→ Exercise: Quote the lines below exactly, from the one that holds "For each instance of the black fur, the" through the final line of the records, and only those.

-*-*-

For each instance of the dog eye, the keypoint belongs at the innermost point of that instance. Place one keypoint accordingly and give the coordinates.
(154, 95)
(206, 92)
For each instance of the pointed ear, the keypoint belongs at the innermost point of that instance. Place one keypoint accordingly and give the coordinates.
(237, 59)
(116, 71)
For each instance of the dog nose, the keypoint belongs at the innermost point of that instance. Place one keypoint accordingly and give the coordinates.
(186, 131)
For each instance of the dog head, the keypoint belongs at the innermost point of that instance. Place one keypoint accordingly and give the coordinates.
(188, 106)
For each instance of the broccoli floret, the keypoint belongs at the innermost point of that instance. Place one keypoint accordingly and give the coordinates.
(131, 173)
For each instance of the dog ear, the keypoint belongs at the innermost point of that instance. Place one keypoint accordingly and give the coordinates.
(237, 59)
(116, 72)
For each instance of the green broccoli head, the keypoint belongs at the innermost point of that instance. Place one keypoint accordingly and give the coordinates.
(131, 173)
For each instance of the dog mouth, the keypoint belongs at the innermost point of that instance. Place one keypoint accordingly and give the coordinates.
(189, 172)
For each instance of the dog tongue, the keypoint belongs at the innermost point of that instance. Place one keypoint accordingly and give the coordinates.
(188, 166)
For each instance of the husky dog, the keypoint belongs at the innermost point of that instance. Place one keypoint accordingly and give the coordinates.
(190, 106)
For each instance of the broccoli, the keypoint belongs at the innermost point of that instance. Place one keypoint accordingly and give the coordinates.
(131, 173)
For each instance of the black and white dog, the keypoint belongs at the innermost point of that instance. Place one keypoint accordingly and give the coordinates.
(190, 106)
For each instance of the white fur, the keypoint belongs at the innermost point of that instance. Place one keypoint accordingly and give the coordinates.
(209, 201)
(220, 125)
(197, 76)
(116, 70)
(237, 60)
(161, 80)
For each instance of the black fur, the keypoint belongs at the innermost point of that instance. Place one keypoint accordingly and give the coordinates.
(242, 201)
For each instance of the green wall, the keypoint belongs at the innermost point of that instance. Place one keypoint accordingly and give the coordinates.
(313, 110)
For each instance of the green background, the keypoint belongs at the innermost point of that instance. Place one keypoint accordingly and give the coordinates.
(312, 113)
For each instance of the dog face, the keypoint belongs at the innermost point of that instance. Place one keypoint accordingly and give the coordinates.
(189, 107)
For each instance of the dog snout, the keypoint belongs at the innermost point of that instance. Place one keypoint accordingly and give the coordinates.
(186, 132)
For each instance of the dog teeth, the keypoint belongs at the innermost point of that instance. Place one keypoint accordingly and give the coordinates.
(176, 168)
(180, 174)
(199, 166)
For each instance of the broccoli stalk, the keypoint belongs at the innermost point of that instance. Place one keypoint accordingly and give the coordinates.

-*-*-

→ Final result:
For each instance of the black fur, the keypoint belongs at the innermost point of that instance. Place one keypoint accordingly and give the coordinates.
(242, 201)
For each instance of the green wall, the keypoint belongs at the innermost point of that instance. Place one keypoint accordingly and give the coordinates.
(313, 110)
For each instance of the green background, the keypoint belongs at the innermost point of that instance. Place one keypoint accordingly and give the coordinates.
(312, 113)
For each instance of the dog face, the keypoint belongs at the innermost point of that instance. Place one keypoint accordingly and give the coordinates.
(189, 107)
For each instance of the dog snout, the keypoint belongs at the innermost point of that instance. Place one keypoint accordingly and give the coordinates.
(186, 132)
For each instance of the dog teeth, the keypoint belongs at the innermost point of that instance. Place one keypoint accordingly and give the coordinates.
(176, 168)
(180, 174)
(199, 166)
For each instance of the broccoli stalk, the keypoint belongs at the innermost point of that instance. Place one keypoint accordingly and give the coordinates.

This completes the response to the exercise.